[Material provided start]

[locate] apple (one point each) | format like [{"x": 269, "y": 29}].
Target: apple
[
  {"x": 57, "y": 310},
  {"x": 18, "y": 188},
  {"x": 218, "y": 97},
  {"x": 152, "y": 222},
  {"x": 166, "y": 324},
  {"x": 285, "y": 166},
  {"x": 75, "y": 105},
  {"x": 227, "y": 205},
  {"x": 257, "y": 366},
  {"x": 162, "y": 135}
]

[Material provided end]

Reproduce all of the data above line for line, with no changes.

[locate] apple (one point each) | format like [{"x": 269, "y": 29}].
Target: apple
[
  {"x": 57, "y": 310},
  {"x": 18, "y": 188},
  {"x": 218, "y": 97},
  {"x": 152, "y": 222},
  {"x": 166, "y": 324},
  {"x": 285, "y": 166},
  {"x": 75, "y": 105},
  {"x": 227, "y": 205},
  {"x": 257, "y": 366},
  {"x": 162, "y": 135}
]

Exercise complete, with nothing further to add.